All of the data below needs to be set down once more, exactly as written.

**ENTRIES PROVIDED**.
______

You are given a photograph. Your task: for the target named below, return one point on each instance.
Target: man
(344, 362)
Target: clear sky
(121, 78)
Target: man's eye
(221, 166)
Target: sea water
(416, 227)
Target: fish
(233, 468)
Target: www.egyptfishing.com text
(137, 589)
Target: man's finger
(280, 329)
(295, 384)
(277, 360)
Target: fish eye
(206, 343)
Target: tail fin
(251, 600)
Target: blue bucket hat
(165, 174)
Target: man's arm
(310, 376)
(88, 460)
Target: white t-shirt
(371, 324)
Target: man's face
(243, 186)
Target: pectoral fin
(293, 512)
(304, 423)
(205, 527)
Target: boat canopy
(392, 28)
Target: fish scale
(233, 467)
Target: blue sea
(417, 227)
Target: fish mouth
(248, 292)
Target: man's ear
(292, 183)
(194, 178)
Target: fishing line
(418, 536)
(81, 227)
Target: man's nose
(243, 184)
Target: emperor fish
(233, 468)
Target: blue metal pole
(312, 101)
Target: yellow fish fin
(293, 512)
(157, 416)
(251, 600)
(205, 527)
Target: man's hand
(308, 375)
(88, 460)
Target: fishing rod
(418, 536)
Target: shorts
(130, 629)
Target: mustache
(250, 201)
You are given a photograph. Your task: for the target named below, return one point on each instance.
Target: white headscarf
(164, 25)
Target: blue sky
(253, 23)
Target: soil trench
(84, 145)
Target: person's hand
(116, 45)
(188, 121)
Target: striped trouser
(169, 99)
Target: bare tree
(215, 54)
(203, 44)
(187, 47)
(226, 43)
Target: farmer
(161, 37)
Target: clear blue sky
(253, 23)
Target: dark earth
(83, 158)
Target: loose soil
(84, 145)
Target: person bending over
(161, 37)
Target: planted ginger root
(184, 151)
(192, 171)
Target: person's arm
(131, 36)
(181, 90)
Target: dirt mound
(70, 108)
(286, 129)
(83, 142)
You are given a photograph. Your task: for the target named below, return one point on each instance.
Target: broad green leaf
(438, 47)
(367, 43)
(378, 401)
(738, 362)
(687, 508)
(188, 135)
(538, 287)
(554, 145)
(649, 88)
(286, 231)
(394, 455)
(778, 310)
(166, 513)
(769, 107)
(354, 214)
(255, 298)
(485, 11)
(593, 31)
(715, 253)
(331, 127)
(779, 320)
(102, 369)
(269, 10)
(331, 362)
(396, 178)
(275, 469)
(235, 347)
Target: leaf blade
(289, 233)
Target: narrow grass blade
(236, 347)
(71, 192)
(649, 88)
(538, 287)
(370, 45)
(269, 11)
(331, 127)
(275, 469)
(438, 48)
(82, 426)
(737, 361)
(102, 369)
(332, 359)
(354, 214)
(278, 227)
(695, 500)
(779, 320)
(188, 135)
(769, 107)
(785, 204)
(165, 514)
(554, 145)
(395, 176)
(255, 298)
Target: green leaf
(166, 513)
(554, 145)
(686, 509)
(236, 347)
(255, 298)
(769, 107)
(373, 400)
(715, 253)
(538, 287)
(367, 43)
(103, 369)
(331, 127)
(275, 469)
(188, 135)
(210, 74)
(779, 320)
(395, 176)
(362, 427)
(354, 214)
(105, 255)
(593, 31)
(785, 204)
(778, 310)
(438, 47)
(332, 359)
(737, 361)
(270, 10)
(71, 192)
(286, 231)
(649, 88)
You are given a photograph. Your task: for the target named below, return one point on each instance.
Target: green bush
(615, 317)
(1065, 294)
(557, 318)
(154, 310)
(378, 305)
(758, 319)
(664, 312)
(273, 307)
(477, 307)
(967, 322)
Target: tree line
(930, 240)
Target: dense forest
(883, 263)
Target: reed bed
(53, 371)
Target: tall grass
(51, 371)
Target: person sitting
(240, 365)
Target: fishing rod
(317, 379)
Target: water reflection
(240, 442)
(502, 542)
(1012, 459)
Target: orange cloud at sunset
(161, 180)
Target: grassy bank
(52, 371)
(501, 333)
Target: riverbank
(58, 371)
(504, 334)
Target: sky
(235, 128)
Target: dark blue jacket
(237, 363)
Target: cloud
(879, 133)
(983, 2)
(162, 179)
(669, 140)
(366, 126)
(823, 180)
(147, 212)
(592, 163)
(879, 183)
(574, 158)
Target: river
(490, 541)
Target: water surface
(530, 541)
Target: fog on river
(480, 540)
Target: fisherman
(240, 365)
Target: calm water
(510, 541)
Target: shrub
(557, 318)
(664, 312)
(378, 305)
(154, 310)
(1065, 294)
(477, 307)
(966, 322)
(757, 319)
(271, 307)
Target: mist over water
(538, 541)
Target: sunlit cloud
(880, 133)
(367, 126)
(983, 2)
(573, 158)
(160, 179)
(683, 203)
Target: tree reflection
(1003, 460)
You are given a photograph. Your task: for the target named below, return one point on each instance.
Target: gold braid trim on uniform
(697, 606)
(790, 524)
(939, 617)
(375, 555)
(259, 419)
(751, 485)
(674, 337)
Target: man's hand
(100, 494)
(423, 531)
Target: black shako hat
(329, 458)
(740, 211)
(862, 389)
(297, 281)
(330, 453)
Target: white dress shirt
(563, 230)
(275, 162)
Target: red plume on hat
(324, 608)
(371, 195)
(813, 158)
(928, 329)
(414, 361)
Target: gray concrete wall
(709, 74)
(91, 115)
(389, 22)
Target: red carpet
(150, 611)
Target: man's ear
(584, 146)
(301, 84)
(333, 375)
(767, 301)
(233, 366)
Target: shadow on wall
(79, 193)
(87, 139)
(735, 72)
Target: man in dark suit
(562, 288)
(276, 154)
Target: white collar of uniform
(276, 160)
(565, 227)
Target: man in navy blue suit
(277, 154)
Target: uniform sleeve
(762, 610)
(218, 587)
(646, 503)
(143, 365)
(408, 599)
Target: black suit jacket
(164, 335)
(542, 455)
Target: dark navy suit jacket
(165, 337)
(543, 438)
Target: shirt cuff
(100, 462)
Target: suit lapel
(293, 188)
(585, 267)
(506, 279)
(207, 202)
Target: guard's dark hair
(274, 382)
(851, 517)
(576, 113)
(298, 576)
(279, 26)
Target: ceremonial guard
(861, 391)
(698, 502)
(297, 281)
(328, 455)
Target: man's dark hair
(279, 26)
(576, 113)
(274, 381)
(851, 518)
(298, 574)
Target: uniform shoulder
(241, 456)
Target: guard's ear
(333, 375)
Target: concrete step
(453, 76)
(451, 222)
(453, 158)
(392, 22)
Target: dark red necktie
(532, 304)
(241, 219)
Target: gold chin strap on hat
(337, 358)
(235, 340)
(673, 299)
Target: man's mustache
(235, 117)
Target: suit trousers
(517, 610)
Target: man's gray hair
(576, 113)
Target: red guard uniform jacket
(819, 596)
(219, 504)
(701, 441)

______

**EXERCISE SOLUTION**.
You are given a photograph. Your task: for the target named below, return one point on each instance.
Target: man
(344, 362)
Target: clear sky
(121, 78)
Target: man's eye
(221, 166)
Target: sea water
(416, 227)
Target: fish
(233, 468)
Target: www.egyptfishing.com text
(137, 589)
Target: man's finger
(280, 329)
(295, 384)
(277, 360)
Target: fish eye
(206, 343)
Target: tail fin
(251, 600)
Target: blue bucket hat
(165, 174)
Target: man's arm
(310, 376)
(88, 460)
Target: white t-shirt
(371, 324)
Target: man's face
(243, 186)
Target: pectoral fin
(293, 512)
(304, 423)
(205, 527)
Target: boat canopy
(392, 28)
Target: fish scale
(233, 467)
Target: blue sea
(417, 227)
Target: fish mouth
(248, 292)
Target: man's ear
(292, 183)
(194, 178)
Target: fishing line
(418, 536)
(81, 227)
Target: man's nose
(243, 184)
Target: emperor fish
(233, 468)
Target: blue metal pole
(312, 101)
Target: yellow fish fin
(293, 512)
(157, 416)
(251, 600)
(205, 527)
Target: man's hand
(308, 375)
(88, 460)
Target: fishing rod
(418, 536)
Target: shorts
(130, 629)
Target: mustache
(250, 201)
You are given a photograph. Your task: for the target named below, return one point on each instance.
Target: white headscarf
(164, 25)
Target: blue sky
(253, 23)
Target: soil trench
(84, 145)
Target: person's hand
(116, 45)
(188, 121)
Target: striped trouser
(169, 99)
Target: bare tree
(215, 54)
(203, 44)
(187, 47)
(226, 43)
Target: farmer
(161, 37)
Target: clear blue sky
(253, 23)
Target: dark earth
(83, 158)
Target: loose soil
(84, 145)
Target: person bending over
(161, 37)
Target: planted ginger root
(184, 151)
(192, 171)
Target: person's arm
(131, 36)
(181, 90)
Target: dirt mound
(70, 108)
(286, 129)
(83, 142)
You are given a photograph. Your task: for the target named below, return one point on each instance.
Target: broad green leaf
(438, 47)
(367, 43)
(378, 401)
(738, 362)
(687, 508)
(188, 135)
(538, 287)
(554, 145)
(649, 88)
(286, 231)
(394, 455)
(778, 310)
(166, 513)
(769, 107)
(354, 214)
(255, 298)
(485, 11)
(593, 31)
(715, 253)
(331, 127)
(779, 320)
(102, 369)
(269, 10)
(331, 362)
(396, 178)
(275, 469)
(235, 347)
Target: leaf blade
(289, 233)
Target: narrow grass blade
(236, 347)
(71, 192)
(649, 88)
(538, 287)
(370, 45)
(269, 11)
(331, 127)
(275, 469)
(438, 48)
(82, 426)
(737, 361)
(102, 369)
(332, 359)
(354, 214)
(278, 227)
(695, 500)
(779, 320)
(188, 135)
(769, 107)
(785, 204)
(165, 514)
(554, 145)
(395, 176)
(255, 298)
Target: green leaf
(166, 513)
(554, 145)
(686, 509)
(236, 347)
(255, 298)
(769, 107)
(373, 400)
(715, 253)
(538, 287)
(367, 43)
(103, 369)
(331, 127)
(275, 469)
(188, 135)
(210, 74)
(779, 320)
(395, 176)
(362, 427)
(354, 214)
(105, 255)
(593, 31)
(785, 204)
(778, 310)
(438, 47)
(332, 359)
(737, 361)
(270, 10)
(71, 192)
(286, 231)
(649, 88)
You are given a photograph. Your task: for the target named below, return one point on each instance.
Target: green bush
(615, 317)
(1065, 294)
(557, 318)
(154, 310)
(378, 305)
(758, 319)
(664, 312)
(273, 307)
(477, 307)
(967, 322)
Target: tree line
(930, 240)
Target: dense forest
(883, 263)
Target: reed bed
(53, 371)
Target: tall grass
(51, 371)
Target: person sitting
(240, 365)
Target: fishing rod
(317, 379)
Target: water reflection
(240, 442)
(502, 542)
(1012, 459)
Target: orange cloud at sunset
(161, 180)
Target: grassy bank
(52, 371)
(501, 333)
Target: riverbank
(58, 371)
(504, 334)
Target: sky
(235, 128)
Target: dark blue jacket
(237, 363)
Target: cloud
(879, 133)
(983, 2)
(162, 179)
(669, 140)
(366, 126)
(823, 180)
(147, 212)
(592, 163)
(879, 183)
(574, 158)
Target: river
(490, 541)
Target: water surface
(530, 541)
Target: fog on river
(480, 540)
Target: fisherman
(240, 365)
Target: calm water
(510, 541)
Target: shrub
(557, 318)
(664, 312)
(378, 305)
(154, 310)
(1065, 294)
(477, 307)
(966, 322)
(757, 319)
(271, 307)
Target: mist over water
(538, 541)
Target: sunlit cloud
(880, 133)
(367, 126)
(983, 2)
(573, 158)
(160, 179)
(683, 203)
Target: tree reflection
(1003, 460)
You are given a photograph. Your task: for the target named below, return one point on each instance.
Target: gold braid trim on uniform
(697, 606)
(790, 524)
(939, 617)
(375, 555)
(259, 419)
(751, 485)
(674, 337)
Target: man's hand
(100, 494)
(423, 531)
Target: black shako hat
(329, 458)
(740, 211)
(862, 389)
(297, 281)
(330, 453)
Target: white dress shirt
(563, 230)
(275, 162)
Target: red plume on hat
(324, 608)
(371, 195)
(813, 158)
(928, 329)
(414, 361)
Target: gray concrete wall
(709, 74)
(91, 115)
(389, 22)
Target: red carpet
(150, 611)
Target: man's ear
(584, 146)
(301, 84)
(333, 375)
(767, 301)
(233, 366)
Target: shadow on wall
(79, 193)
(87, 139)
(735, 72)
Target: man in dark suit
(562, 288)
(276, 154)
Target: white collar of uniform
(276, 160)
(565, 227)
Target: man in navy blue suit
(277, 154)
Target: uniform sleeve
(762, 610)
(218, 587)
(646, 503)
(143, 365)
(408, 599)
Target: black suit jacket
(164, 335)
(542, 455)
Target: dark navy suit jacket
(165, 337)
(543, 438)
Target: shirt cuff
(100, 462)
Target: suit lapel
(293, 188)
(585, 267)
(506, 279)
(207, 202)
Target: guard's dark hair
(274, 382)
(851, 517)
(576, 113)
(298, 576)
(279, 26)
Target: ceremonial guard
(861, 391)
(698, 502)
(297, 281)
(328, 455)
Target: man's dark hair
(279, 26)
(576, 113)
(274, 381)
(851, 518)
(298, 574)
Target: uniform shoulder
(241, 456)
Target: guard's ear
(333, 375)
Target: concrete step
(453, 76)
(451, 222)
(453, 158)
(392, 22)
Target: dark red necktie
(532, 304)
(241, 219)
Target: gold chin strap on hat
(337, 358)
(235, 340)
(673, 299)
Target: man's mustache
(235, 117)
Target: suit trousers
(517, 610)
Target: man's gray hair
(576, 113)
Target: red guard uniform jacket
(819, 596)
(219, 504)
(701, 441)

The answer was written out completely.